O Superior Tribunal de Justiça e os limites de atuação do Juiz Federal Corregedor de presídio federal na decisão a respeito de inclusão de preso no sistema penitenciário federal.

 

Como regra, os investigados ou réus presos, cautelarmente ou de forma definitiva, pela Justiça Federal são encaminhados ao sistema penitenciário estadual, sob os cuidados do Juízo de Execução Penal. Excepcionalmente, porém, em face da grave crise de insegurança dos presídios “comuns”, que permitiam que os presos continuassem controlando o crime organizado de dentro de suas celas, foram construídos presídios federais de segurança máxima, com o objetivo de abrigar justamente aqueles presos considerados os mais perigosos, notadamente vinculados a organizações criminosas.

Para os concurseiros, menciono que o tema consta do Edital para a Magistratura Federal, assim como já foi cobrado na prova do 26º concurso do MPF, valendo, portanto, a leitura literal da Lei n. 11.671/08.
◇ ◇ ◇ ◇ ◇ ◇ ◇
#### [TAREFAS]
**A.** No texto sobre presídios federais, para onde são encaminhados, como regra, os presos pela Justiça Federal?
**B.** Por favor, reescreva de forma mais breve o parágrafo do texto sobre presídios federais que começa com "Como regra, os investigados", mantendo seus fatos principais.
**C.** Retome o texto sobre presídios federais a partir do ponto em que ele termina e dê continuidade a ele.

#### [REGISTROS FORNECIDOS]
◇ ◇ ◇ ◇ ◇ ◇ ◇
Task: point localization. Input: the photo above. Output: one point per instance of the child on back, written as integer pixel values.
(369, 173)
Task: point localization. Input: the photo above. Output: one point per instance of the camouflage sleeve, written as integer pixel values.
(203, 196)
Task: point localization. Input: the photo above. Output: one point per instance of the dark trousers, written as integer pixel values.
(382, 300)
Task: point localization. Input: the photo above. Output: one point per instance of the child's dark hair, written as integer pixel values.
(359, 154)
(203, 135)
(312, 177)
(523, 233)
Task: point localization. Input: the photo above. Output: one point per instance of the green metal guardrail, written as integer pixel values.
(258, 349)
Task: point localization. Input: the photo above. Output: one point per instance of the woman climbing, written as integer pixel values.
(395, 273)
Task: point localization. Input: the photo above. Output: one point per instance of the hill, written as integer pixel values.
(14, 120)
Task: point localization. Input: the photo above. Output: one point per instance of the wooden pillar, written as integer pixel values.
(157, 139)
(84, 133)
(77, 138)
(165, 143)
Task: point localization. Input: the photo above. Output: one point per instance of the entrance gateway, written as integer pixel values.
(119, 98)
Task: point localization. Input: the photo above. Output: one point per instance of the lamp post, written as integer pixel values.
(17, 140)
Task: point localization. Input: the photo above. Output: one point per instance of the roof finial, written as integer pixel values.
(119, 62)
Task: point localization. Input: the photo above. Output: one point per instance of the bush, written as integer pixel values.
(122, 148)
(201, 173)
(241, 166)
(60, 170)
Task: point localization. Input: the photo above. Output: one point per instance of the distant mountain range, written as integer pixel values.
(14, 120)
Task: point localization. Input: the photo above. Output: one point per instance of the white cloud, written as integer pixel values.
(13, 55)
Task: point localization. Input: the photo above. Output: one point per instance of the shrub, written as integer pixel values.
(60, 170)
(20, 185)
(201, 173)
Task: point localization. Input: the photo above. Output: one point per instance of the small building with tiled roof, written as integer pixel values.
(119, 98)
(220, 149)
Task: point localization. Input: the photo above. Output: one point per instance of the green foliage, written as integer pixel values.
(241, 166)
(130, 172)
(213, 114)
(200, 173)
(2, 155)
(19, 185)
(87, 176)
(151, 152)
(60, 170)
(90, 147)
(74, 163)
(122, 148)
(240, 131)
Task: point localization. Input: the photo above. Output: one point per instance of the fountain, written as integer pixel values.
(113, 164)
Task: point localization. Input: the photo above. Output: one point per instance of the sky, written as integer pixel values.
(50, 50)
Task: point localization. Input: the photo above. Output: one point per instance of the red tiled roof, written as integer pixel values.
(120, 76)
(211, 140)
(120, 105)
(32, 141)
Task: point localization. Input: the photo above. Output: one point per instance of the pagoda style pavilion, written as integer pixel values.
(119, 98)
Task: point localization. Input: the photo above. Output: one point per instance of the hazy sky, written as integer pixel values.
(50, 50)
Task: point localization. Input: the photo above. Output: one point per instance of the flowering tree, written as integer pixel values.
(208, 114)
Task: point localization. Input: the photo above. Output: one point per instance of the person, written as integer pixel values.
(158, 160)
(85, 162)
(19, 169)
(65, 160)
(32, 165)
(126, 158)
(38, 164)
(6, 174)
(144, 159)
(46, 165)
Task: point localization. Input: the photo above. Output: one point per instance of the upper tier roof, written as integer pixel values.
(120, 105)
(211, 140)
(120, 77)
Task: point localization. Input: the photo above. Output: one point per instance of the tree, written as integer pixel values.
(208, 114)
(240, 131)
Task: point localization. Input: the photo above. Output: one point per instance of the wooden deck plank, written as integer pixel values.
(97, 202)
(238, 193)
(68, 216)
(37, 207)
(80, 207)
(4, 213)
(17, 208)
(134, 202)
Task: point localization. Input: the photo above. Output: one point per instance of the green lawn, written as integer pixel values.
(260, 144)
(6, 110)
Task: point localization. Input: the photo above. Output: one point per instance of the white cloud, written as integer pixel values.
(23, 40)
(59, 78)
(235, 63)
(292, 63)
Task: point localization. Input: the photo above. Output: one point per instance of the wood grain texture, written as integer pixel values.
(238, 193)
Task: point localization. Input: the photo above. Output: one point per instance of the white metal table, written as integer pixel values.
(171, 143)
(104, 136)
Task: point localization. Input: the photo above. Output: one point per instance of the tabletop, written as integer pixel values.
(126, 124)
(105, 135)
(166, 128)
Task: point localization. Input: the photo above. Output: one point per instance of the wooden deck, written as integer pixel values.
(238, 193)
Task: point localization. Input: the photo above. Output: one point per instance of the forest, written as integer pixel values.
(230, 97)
◇ ◇ ◇ ◇ ◇ ◇ ◇
#### [RESPOSTAS ESCRITAS]
**A.** Ao sistema penitenciário estadual, sob os cuidados do Juízo de Execução Penal.

**B.** Em regra, os presos da Justiça Federal vão para o sistema penitenciário estadual, sob o Juízo de Execução Penal. Como exceção, diante da grave insegurança dos presídios comuns, de onde os presos continuavam controlando o crime organizado, foram construídos presídios federais de segurança máxima para abrigar os presos mais perigosos, sobretudo os ligados a organizações criminosas.

**C.**
Coube a ela regulamentar o procedimento de inclusão e exclusão do preso no sistema penitenciário federal. De acordo com a regulamentação, o procedimento, basicamente, consiste em um pedido dirigido ao Juízo Federal Corregedor do presídio federal, para que um determinado preso seja remetido àquela penitenciária.

E é aqui o ponto principal do presente texto: A quem compete decidir se os pressupostos para inclusão do preso estão presentes no caso concreto? Ao juiz da causa ou ao Juiz Federal responsável pelo presídio? Em outras palavras, pode o Juiz Federal rejeitar o pedido, sob o fundamento de que não se trata de hipótese de inclusão do preso no sistema federal?

O entendimento adotado pelo Superior Tribunal Justiça é no sentido de que compete ao Juiz da causa decidir se é, ou não, caso de remessa do preso para presídio federal, não competindo ao Juiz Federal esta análise. Assim, as únicas hipóteses em que o Juiz Federal pode rejeitar o encaminhamento são (1) se as formalidades não foram observadas, e (2) se o presídio já estiver com sua capacidade máxima atingida, por força da vedação expressa da Lei (art. 11).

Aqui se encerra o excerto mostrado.